* Task description: Transcribe all of the data exactly, leaving nothing out.

[Supplied material]

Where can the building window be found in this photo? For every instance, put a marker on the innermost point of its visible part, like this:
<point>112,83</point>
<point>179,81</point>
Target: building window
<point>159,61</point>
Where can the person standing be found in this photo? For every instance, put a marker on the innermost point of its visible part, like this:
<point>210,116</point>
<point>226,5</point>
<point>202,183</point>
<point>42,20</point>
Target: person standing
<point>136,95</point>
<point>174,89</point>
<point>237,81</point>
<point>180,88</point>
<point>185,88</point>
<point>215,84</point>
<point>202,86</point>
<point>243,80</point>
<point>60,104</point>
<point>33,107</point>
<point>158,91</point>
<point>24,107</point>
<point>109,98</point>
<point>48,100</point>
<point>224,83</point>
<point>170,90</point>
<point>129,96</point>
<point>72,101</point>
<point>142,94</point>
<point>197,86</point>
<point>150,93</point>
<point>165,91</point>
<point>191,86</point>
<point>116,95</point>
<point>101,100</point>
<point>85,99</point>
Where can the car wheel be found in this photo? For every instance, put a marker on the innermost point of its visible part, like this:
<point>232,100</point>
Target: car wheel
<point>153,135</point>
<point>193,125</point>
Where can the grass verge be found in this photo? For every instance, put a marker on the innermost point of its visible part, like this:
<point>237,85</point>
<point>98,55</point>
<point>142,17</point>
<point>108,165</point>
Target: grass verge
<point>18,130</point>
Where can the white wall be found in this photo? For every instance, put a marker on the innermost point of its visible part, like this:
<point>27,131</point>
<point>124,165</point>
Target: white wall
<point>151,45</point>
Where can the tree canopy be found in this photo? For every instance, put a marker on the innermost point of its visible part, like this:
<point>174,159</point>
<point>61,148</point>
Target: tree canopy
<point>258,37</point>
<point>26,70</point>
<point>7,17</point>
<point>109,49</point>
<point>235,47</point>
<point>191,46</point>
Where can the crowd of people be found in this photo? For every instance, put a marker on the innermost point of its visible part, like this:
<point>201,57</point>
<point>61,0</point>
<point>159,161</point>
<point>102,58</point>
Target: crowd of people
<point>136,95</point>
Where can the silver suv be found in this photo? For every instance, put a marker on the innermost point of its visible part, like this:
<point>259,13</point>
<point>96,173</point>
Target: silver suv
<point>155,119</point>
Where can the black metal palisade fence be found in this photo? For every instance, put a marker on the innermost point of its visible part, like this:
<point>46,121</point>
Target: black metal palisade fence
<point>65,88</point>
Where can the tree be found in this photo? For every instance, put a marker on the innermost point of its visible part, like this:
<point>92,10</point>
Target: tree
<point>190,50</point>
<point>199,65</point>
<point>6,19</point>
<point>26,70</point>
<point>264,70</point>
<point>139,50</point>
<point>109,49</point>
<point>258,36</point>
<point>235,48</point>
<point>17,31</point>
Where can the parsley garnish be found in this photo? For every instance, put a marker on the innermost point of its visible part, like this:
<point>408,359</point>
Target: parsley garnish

[/Supplied material]

* Problem solution:
Where can the building window be found in this photo? For every instance, put a marker on the innermost point of its visible part, like this:
<point>112,83</point>
<point>179,81</point>
Target: building window
<point>159,61</point>
Where can the person standing be found in this photo? For every instance, put a marker on the innermost point of its visible part, like this:
<point>210,116</point>
<point>226,5</point>
<point>202,183</point>
<point>42,20</point>
Target: person standing
<point>136,95</point>
<point>174,89</point>
<point>237,81</point>
<point>180,88</point>
<point>185,88</point>
<point>215,84</point>
<point>202,86</point>
<point>243,80</point>
<point>60,104</point>
<point>33,107</point>
<point>158,91</point>
<point>24,107</point>
<point>109,98</point>
<point>48,100</point>
<point>224,83</point>
<point>170,90</point>
<point>129,96</point>
<point>72,101</point>
<point>142,94</point>
<point>197,86</point>
<point>150,93</point>
<point>165,91</point>
<point>191,86</point>
<point>116,95</point>
<point>101,100</point>
<point>85,99</point>
Where can the car wheel be found in this photo? For every instance, put a marker on the innermost point of its visible part, like this:
<point>232,100</point>
Target: car wheel
<point>153,135</point>
<point>193,125</point>
Where can the grass verge be found in this photo? For every instance, put a marker on the innermost point of its visible part, like this:
<point>237,85</point>
<point>98,55</point>
<point>142,17</point>
<point>108,165</point>
Target: grass verge
<point>18,130</point>
Where can the white wall be found in this photo? For every instance, put a marker on the innermost point of its visible part, like this:
<point>27,131</point>
<point>124,165</point>
Target: white wall
<point>151,45</point>
Where can the tree canopy be found in this photo? For every instance, put a marker on the innermost point of its visible part, like this:
<point>174,159</point>
<point>61,148</point>
Target: tree canopy
<point>258,37</point>
<point>26,70</point>
<point>7,17</point>
<point>109,49</point>
<point>235,47</point>
<point>191,46</point>
Where can the crowd of people be found in this photo? For every instance, put a marker on the innermost point of its visible part, like this:
<point>201,57</point>
<point>61,0</point>
<point>159,161</point>
<point>102,58</point>
Target: crowd of people
<point>136,95</point>
Where can the silver suv be found in this photo? For every instance, put a marker on the innermost point of its visible part, like this:
<point>259,13</point>
<point>96,173</point>
Target: silver suv
<point>155,119</point>
Where can the black metal palisade fence be found in this photo? For every instance, put a marker on the innermost point of its visible part, like this:
<point>46,121</point>
Target: black metal palisade fence
<point>65,88</point>
Where can the tree be found in this photo? For every instance, put a marker on the innermost point of its visible part, like this:
<point>92,10</point>
Target: tree
<point>190,50</point>
<point>199,65</point>
<point>6,19</point>
<point>26,70</point>
<point>264,70</point>
<point>139,50</point>
<point>109,49</point>
<point>258,36</point>
<point>235,48</point>
<point>17,31</point>
Where can the parsley garnish be found in this photo? For every instance, put a marker on the innermost point of its visible part, like this:
<point>408,359</point>
Target: parsley garnish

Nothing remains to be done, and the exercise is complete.